**** Given passage

Take-home/Reading Assignments

Important Note : You must do these assignments yourself. Use of any unfair means will be dealt with as per Institute rules

-------------------------------------------------------

1. (a) : Study new disk technologies that are being used for very large databases. These are Storage Area Networks (SAN) and Networked Storage Servers (SAN). Write briefly about standards (such as iSCSI) being used for them. Give typical LAN/WAN configurations that use these technologies. You can see specific characteristics, architectures, and reliability and availability features of some commercial offerings (Sun/Compaq/IBM). Prepare a short report (max 2 pages).
1. (b) : Midern disks often have their own main memory cache, typically above 1MB, and uses this for pre-fetching of pages. The rationale is the empirical observation that for a disk page requested, 80% of the time, the next page is requested as well.
i) Give a reason that a DBMS may not want to rely on pre-fetching controlled by disk. ii) Explain the impact of disk cache of several queries running concurrently, each scanning a different file. iii) Can the above problem be addressed by the DBMS buffer manager doing its own pre-fetching ? Explain. iv) Some disks support segmented caches, with about 4 to 6 segments. Each can be used to cache from different file. Does this technique help ? Given this technique, does it matter whether DBMS buffer manager also does pre-fetching ?

1. (c) : i) In dynamic hashing, we take 'i' high order bits of the hash value for indexing into the bucket address table. Can we instead use low-order 'i' bits ? What changes would be required ? Are there any advantages ?
ii) Assume that we need to build B+ tree index where given keys are in ascending order ? How will you modify the insertion method so that the 'index-creation' is efficient and space utilization is also better.

********
**** Data segment

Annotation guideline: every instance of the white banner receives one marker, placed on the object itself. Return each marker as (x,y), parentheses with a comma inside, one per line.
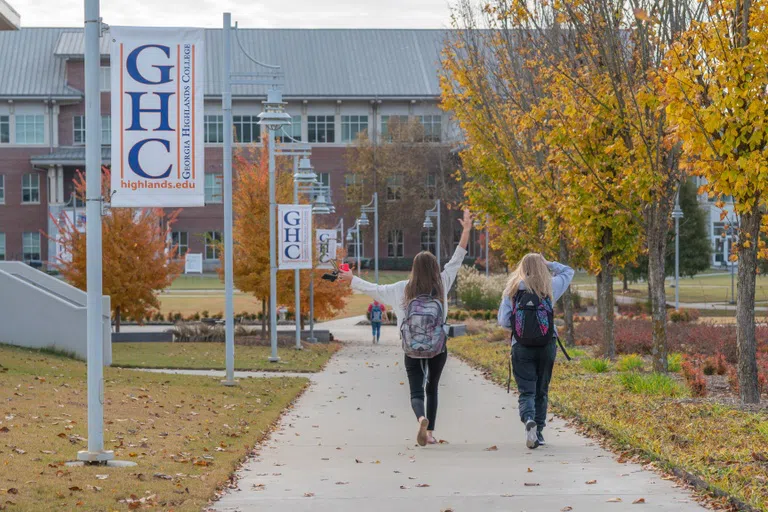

********

» **Given problem**
For each statement below, say yes or no depending on whether it agrees with the assignment sheet, and quote the words from the sheet that decide it. (a) The report for the first assignment may be at most two pages long. (b) Segmented disk caches are said to have about 10 segments. (c) The dynamic hashing described takes low-order bits of the hash value to index into the bucket address table.

» **Output for this task**
(a) Yes: "Prepare a short report (max 2 pages)."
(b) No: "Some disks support segmented caches, with about 4 to 6 segments."
(c) No: "In dynamic hashing, we take 'i' high order bits of the hash value for indexing into the bucket address table."